__Tekst do analizy__

┌──

#2 Grimes
Claire Elise Boucher lepiej znana jako Grimes jest wokalistką, producentką, autorką tekstów a nawet reżyserką teledysków. Wyjątkowy jest nie tylko jej głos i muzyka. Również videoclipy odznaczają się oryginalnością. Często pojawia się w nich plener z przewagą klimatów pustynnych, w których wokalistka najwyraźniej się lubuje. Oprócz teledysku do utworu „Genesis” z udziałem ekscentrycznej Brooke Candy, można podziwiać więcej ciekawych propozycji. Kobiety o różowych włosach uzbrojone w maczety i miecze to nie wszystko. „Go” z udziałem Blood Diamonds to energiczny utwór, w którego teledysku na pewno dzieje się wiele. Kolorowe lasery i dymy, pustynia oraz efektowne „wodne ujęcia”-z pozoru niepołączone ze sobą zjawiska stopiły się w całość w tym klipie. Czy to zamieszanie trafia w gusta muzycznych freeaków? Oceńcie sami.
#3 Brooke Candy – Opulence
Skoro już mowa o Brooke Candy to nie mogę nie wspomnieć o najnowszym z jej klipów, czyli „Opulence”. Wokalistka udowodniła w nim, że szokujący image Lady Gagi to nic przy jej kosmicznych stylizacjach. Diamentowa twarz i metalowe zęby sprawdziły się w stu procentach. Z Lady G. łączy ją nie tylko zamiłowanie do dziwacznych kostiumów, ale również droga zawodowa- zanim stała się rozpoznawalną na całym świecie raperką i piosenkarką, również pracowała, jako streapteaserka. W odróżnieniu od Gagi nie chwali się jednak nabytą gibkością w klipach. Brooke wydaje się nie być do końca zrównoważona, ale „inność” jest przecież w cenie.

└──

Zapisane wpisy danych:

┌──

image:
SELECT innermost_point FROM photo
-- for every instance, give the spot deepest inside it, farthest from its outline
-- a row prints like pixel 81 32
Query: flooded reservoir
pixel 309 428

└──
┌──

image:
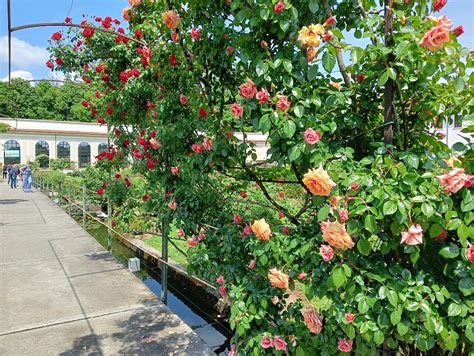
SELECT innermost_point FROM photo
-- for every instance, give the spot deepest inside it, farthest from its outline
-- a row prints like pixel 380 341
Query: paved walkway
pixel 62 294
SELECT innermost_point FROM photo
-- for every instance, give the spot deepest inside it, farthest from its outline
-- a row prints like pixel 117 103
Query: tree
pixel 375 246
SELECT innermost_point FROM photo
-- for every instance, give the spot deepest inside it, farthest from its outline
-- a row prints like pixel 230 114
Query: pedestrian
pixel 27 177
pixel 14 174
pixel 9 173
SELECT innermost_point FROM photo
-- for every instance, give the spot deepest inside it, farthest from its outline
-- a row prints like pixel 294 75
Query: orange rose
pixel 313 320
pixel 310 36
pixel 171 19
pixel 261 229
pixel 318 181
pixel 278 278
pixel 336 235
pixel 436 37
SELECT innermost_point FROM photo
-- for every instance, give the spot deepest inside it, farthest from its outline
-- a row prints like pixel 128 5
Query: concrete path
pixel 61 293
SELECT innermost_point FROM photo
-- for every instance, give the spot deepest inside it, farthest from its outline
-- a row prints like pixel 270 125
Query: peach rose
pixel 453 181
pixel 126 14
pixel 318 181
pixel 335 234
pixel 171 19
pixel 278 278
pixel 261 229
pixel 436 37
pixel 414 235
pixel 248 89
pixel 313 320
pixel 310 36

└──

__Treść zadania__
Przepisz fragment tekstu o teledyskach: zacznij od słów „#3 Brooke Candy”, a zakończ na słowach „przecież w cenie.”.

__Wynik zadania__
#3 Brooke Candy – Opulence
Skoro już mowa o Brooke Candy to nie mogę nie wspomnieć o najnowszym z jej klipów, czyli „Opulence”. Wokalistka udowodniła w nim, że szokujący image Lady Gagi to nic przy jej kosmicznych stylizacjach. Diamentowa twarz i metalowe zęby sprawdziły się w stu procentach. Z Lady G. łączy ją nie tylko zamiłowanie do dziwacznych kostiumów, ale również droga zawodowa- zanim stała się rozpoznawalną na całym świecie raperką i piosenkarką, również pracowała, jako streapteaserka. W odróżnieniu od Gagi nie chwali się jednak nabytą gibkością w klipach. Brooke wydaje się nie być do końca zrównoważona, ale „inność” jest przecież w cenie.